• **Aim of the exercise**
List every line in the listing below that contains the string "sunlight", copying each such line in full.

Dataset excerpt

⟨

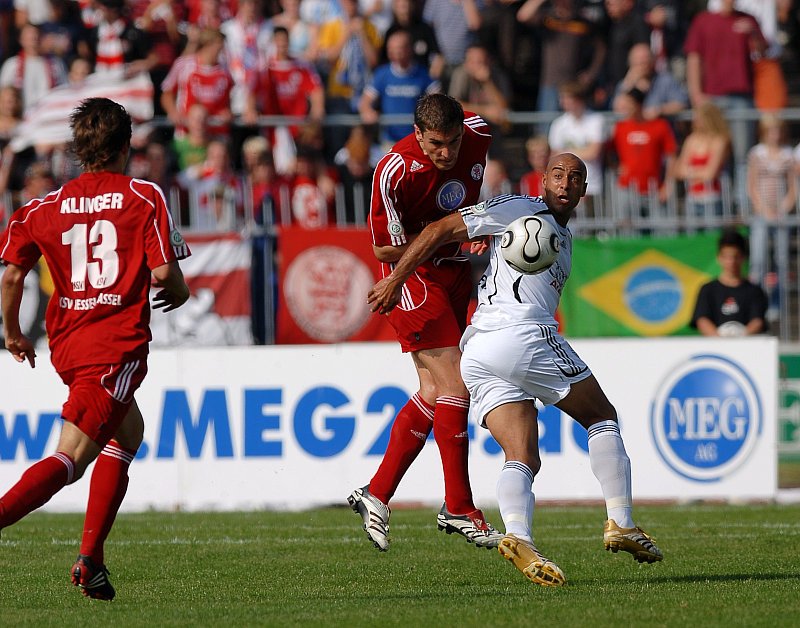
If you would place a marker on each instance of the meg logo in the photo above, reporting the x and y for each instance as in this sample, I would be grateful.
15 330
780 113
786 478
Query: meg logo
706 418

⟩
⟨

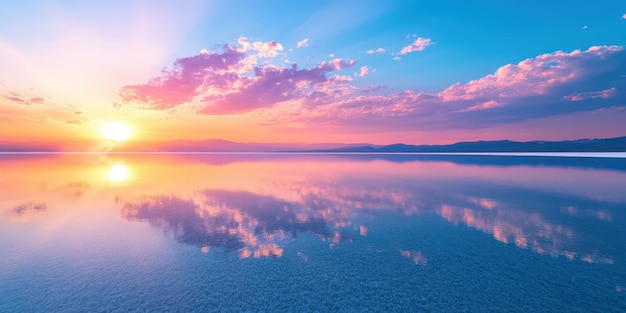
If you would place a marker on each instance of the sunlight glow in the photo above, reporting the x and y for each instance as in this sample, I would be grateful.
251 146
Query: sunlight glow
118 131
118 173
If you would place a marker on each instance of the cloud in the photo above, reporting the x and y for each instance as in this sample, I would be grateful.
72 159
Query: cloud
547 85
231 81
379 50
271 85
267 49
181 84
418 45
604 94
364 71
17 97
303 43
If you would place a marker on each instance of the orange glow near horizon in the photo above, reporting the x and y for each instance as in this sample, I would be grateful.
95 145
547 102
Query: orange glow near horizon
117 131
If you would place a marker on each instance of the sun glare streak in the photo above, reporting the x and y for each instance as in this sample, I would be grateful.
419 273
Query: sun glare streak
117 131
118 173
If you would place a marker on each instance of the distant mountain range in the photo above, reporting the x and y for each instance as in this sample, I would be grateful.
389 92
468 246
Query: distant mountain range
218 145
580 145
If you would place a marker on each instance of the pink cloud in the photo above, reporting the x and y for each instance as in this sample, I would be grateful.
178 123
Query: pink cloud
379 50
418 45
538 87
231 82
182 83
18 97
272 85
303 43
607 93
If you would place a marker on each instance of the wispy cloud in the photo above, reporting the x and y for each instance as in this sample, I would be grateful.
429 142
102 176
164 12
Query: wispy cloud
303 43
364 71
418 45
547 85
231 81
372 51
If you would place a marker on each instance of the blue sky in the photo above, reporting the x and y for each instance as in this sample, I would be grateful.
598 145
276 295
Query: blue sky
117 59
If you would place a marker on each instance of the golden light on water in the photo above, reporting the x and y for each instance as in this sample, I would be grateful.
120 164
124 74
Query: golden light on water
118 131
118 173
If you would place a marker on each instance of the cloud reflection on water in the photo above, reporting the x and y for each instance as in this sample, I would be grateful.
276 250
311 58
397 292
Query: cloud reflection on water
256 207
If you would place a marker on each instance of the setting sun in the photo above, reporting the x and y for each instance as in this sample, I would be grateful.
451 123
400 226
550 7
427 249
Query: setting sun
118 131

⟩

• **The result**
If you would place a marker on each instance of the sunlight glow in the photo above, reporting the x and y for each instance as in this sample, I would be grateful.
Query: sunlight glow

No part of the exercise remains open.